Brano da leggere:
Nel Nord del paese molti docenti e ricercatori usano il tu reciproco, mentre al Sud e nelle isole c’è ancora un’attenzione maggiore ai ruoli accademici, e di conseguenza più formalità: «difficile che un dottorando usi il tu con il docente supervisore», dice Molinelli. Ma la variabilità dipende anche da altri fattori, non solo geografici. Gheno disse che dà sempre del lei alle sue e ai suoi studenti all’università, e tendenzialmente del tu quando incontra studenti nelle scuole superiori, chiedendo che sia reciproco, dal momento che in quel caso non è lì in qualità di docente.

In termini generali la maggiore diffusione del linguaggio informale deriva in parte da una tendenza correlata ad avere interazioni più dirette e non condizionate da rapporti gerarchici: tendenza a sua volta legata a cambiamenti radicali degli ultimi tre decenni, sociali ma soprattutto tecnologici. Internet, gli smartphone, gli assistenti vocali e altri progressi hanno reso la comunicazione più “orizzontale” e accessibile di quanto lo fosse prima. E hanno trasformato il linguaggio che usiamo tutti i giorni, su larga scala e in modo trasversale, anche in paesi con storie, culture e convenzioni molto diverse tra loro.

Consegna 1:
Elenca i progressi tecnologici che il brano nomina singolarmente come fattori che hanno reso la comunicazione più "orizzontale".
Il brano e i record non hanno alcun legame tra loro.

Dati forniti:

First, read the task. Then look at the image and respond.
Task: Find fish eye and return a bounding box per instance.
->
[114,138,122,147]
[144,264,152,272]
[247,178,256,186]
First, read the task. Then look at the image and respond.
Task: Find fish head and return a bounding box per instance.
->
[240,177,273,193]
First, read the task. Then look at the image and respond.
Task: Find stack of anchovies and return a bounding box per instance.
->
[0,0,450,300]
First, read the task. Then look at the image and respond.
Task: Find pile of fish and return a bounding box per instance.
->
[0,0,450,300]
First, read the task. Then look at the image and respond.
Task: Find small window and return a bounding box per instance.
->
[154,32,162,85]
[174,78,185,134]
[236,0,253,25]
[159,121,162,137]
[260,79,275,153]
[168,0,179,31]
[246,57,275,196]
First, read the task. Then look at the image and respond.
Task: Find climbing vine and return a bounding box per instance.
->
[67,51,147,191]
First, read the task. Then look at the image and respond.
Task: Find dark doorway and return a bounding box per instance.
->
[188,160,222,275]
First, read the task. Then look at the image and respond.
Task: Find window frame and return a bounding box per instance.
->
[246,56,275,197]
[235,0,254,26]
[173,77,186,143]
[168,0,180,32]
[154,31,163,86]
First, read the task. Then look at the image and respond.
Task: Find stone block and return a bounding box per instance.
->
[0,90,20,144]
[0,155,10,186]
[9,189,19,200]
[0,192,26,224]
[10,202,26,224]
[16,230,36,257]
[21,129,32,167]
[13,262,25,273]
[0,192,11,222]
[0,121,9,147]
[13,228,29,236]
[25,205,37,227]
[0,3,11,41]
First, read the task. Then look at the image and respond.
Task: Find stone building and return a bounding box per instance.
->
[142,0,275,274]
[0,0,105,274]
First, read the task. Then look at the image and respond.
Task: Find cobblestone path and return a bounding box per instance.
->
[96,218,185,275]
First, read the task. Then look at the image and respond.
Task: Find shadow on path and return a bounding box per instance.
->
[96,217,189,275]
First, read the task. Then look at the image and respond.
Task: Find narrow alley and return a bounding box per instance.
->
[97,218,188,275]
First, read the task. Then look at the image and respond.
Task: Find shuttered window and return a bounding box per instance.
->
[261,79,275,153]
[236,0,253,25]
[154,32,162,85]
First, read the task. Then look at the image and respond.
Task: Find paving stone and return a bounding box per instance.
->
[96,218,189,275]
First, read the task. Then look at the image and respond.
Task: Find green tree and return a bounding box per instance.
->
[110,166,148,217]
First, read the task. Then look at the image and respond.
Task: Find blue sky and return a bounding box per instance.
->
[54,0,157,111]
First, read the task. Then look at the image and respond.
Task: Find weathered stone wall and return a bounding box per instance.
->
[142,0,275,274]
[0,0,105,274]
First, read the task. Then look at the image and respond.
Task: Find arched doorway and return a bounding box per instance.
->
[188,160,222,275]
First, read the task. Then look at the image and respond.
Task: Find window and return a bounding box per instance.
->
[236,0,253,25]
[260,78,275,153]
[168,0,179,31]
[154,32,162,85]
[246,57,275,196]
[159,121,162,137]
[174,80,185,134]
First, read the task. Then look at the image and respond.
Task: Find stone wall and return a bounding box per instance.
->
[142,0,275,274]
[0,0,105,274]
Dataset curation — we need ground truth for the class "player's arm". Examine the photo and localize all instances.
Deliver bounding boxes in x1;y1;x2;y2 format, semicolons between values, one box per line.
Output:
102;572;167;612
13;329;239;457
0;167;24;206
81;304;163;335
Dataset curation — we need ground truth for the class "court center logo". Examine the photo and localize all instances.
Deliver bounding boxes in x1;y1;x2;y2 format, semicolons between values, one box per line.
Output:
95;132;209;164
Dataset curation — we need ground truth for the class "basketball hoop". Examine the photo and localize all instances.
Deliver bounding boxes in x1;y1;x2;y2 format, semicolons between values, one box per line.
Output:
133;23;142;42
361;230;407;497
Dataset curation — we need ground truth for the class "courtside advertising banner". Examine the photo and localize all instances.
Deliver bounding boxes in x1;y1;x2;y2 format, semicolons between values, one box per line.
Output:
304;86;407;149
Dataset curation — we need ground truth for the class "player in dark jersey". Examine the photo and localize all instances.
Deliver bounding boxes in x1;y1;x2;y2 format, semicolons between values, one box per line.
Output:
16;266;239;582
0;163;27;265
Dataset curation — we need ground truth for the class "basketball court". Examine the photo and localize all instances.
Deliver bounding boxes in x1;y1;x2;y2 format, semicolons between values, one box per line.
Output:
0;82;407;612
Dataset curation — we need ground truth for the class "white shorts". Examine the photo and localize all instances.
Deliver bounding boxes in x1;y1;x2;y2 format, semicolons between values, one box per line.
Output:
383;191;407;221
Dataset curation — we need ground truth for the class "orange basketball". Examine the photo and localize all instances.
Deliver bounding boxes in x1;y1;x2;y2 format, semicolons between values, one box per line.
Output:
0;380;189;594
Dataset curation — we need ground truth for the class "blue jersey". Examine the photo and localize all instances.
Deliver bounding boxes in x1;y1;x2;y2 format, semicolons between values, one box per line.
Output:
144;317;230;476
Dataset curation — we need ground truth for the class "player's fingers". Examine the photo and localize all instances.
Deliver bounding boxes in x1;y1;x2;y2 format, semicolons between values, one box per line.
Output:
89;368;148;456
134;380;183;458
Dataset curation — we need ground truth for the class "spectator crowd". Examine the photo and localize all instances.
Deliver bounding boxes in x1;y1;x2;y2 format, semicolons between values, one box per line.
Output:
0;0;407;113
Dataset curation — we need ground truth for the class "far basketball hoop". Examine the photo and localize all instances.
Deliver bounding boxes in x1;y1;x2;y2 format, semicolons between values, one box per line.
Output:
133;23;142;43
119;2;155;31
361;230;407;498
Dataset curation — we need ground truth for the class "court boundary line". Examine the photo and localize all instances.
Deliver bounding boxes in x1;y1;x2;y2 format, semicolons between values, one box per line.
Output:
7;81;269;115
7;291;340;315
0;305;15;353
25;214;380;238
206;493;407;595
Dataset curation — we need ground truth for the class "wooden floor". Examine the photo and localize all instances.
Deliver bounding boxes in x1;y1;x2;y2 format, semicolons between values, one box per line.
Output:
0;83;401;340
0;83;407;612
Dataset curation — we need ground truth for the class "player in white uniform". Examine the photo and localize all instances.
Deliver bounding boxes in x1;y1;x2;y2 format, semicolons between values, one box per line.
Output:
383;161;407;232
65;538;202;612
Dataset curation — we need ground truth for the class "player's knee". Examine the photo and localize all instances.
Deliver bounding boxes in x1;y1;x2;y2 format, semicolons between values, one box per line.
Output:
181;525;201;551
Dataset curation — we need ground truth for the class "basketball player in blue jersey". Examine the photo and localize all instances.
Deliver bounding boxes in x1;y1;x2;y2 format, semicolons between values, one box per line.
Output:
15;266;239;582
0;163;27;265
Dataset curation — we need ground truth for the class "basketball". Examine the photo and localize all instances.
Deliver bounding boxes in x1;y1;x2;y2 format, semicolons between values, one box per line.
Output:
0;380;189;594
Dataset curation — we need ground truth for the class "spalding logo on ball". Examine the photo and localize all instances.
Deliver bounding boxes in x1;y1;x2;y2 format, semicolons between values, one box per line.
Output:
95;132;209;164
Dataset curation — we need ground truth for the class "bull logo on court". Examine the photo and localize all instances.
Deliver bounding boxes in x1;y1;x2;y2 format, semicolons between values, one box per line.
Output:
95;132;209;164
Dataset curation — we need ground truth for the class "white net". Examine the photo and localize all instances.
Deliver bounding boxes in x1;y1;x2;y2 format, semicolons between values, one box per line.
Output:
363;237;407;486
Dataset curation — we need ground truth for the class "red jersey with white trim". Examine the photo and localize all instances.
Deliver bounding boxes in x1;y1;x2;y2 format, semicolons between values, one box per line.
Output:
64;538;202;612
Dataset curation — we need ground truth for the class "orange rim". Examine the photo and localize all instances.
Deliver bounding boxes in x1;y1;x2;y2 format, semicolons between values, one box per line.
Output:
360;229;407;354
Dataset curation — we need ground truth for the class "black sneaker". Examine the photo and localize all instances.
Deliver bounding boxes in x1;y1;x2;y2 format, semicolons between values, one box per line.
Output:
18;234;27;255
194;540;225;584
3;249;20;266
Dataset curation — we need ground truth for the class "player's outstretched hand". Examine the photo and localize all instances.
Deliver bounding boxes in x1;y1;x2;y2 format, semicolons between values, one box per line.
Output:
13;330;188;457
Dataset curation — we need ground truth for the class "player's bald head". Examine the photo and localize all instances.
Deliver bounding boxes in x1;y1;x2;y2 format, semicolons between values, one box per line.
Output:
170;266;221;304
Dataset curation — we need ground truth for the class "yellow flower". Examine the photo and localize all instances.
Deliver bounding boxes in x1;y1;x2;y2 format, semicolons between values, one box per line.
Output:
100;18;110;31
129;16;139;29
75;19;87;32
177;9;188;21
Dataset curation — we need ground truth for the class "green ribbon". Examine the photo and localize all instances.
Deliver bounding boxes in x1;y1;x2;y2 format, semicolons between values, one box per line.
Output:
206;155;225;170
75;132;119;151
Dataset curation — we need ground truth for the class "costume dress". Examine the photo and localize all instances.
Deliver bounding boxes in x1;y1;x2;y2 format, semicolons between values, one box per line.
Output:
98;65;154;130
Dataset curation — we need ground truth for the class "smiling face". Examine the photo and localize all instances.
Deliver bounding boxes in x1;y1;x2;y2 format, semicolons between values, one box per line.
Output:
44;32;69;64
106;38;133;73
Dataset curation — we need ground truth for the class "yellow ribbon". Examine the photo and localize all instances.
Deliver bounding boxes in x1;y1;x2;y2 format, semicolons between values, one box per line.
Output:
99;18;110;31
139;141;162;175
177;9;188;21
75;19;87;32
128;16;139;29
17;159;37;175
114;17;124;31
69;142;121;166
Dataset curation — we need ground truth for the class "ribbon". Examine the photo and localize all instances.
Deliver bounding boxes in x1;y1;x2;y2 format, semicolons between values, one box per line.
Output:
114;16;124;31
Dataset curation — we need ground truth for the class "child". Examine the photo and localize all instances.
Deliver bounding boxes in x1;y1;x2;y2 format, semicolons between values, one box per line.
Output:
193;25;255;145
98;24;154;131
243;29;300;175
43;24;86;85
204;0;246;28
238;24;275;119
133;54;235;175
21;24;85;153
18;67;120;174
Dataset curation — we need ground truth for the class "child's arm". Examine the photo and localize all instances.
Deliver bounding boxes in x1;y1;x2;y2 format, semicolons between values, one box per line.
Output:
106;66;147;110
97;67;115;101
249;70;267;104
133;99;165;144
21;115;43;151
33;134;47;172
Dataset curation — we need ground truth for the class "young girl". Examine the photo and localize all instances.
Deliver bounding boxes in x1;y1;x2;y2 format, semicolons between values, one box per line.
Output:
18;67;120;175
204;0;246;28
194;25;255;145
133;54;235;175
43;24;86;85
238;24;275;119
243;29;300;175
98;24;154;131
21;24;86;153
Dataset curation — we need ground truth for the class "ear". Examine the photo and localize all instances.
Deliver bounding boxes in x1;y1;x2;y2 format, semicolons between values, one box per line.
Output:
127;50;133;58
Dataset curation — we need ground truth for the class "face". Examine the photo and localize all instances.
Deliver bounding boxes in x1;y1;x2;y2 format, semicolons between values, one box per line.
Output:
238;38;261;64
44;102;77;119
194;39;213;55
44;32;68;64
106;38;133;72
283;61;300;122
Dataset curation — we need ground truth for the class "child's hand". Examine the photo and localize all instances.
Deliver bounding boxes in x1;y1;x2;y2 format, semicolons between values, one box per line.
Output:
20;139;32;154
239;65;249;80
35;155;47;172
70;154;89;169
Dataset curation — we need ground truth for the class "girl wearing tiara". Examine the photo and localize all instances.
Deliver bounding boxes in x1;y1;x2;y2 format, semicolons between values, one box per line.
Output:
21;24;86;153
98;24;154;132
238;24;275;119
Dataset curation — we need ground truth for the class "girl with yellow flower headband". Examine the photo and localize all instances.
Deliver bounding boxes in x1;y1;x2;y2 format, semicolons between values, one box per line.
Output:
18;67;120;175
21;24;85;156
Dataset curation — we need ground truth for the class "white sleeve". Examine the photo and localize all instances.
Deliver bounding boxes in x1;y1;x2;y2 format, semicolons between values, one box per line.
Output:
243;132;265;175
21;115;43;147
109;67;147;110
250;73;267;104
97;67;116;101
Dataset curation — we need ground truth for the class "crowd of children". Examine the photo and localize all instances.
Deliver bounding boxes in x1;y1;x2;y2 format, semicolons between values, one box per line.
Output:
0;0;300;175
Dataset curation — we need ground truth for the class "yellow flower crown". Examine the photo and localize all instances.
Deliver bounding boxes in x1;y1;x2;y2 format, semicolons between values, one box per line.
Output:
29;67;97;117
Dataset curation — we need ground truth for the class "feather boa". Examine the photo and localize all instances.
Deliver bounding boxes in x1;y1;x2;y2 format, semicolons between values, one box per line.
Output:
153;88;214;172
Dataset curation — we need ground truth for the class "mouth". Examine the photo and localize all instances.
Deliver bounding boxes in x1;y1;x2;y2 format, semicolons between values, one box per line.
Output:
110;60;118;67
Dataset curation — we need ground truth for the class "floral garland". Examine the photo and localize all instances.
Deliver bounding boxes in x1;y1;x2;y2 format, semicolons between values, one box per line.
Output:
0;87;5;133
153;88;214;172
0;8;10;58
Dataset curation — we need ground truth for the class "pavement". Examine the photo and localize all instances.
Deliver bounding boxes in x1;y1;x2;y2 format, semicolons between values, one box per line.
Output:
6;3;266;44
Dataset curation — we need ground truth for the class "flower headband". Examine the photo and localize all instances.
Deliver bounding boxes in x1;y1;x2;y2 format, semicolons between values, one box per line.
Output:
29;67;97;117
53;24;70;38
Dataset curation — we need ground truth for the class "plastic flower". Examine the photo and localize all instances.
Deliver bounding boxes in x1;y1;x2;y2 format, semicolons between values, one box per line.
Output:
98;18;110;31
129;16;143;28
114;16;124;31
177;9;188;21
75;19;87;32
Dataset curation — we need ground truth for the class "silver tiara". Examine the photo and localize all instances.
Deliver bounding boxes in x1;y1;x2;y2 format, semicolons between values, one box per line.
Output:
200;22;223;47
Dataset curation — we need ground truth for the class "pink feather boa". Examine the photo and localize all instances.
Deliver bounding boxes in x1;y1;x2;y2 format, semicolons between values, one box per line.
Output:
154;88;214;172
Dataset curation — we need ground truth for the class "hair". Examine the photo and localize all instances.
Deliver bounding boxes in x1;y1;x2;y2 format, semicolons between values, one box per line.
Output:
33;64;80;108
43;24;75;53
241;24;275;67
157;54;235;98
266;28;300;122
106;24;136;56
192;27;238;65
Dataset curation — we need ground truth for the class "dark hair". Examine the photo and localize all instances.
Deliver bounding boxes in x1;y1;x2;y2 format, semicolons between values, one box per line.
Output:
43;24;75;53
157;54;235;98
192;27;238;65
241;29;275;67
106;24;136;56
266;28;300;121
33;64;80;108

Consegna 2:
Trascrivi alla lettera i record, partendo dalla loro prima riga e arrivando fino alla riga che contiene "[0,3,11,41]", inclusa.

Risultato corretto 1:
Internet, gli smartphone, gli assistenti vocali.

Risultato corretto 2:
First, read the task. Then look at the image and respond.
Task: Find fish eye and return a bounding box per instance.
->
[114,138,122,147]
[144,264,152,272]
[247,178,256,186]
First, read the task. Then look at the image and respond.
Task: Find fish head and return a bounding box per instance.
->
[240,177,273,193]
First, read the task. Then look at the image and respond.
Task: Find stack of anchovies and return a bounding box per instance.
->
[0,0,450,300]
First, read the task. Then look at the image and respond.
Task: Find pile of fish and return a bounding box per instance.
->
[0,0,450,300]
First, read the task. Then look at the image and respond.
Task: Find small window and return a bounding box per instance.
->
[154,32,162,85]
[174,78,185,134]
[236,0,253,25]
[159,121,162,137]
[260,79,275,153]
[168,0,179,31]
[246,57,275,196]
First, read the task. Then look at the image and respond.
Task: Find climbing vine and return a bounding box per instance.
->
[67,51,147,191]
First, read the task. Then look at the image and respond.
Task: Find dark doorway and return a bounding box per instance.
->
[188,160,222,275]
First, read the task. Then look at the image and respond.
Task: Find window frame and return a bounding box per instance.
->
[246,56,275,197]
[235,0,254,26]
[173,77,186,143]
[168,0,180,32]
[154,31,163,86]
First, read the task. Then look at the image and respond.
Task: Find stone block and return a bounding box per instance.
->
[0,90,20,144]
[0,155,10,186]
[9,189,19,200]
[0,192,26,224]
[10,202,26,224]
[16,230,36,257]
[21,129,32,167]
[13,262,25,273]
[0,192,11,222]
[0,121,9,147]
[13,228,29,236]
[25,205,37,227]
[0,3,11,41]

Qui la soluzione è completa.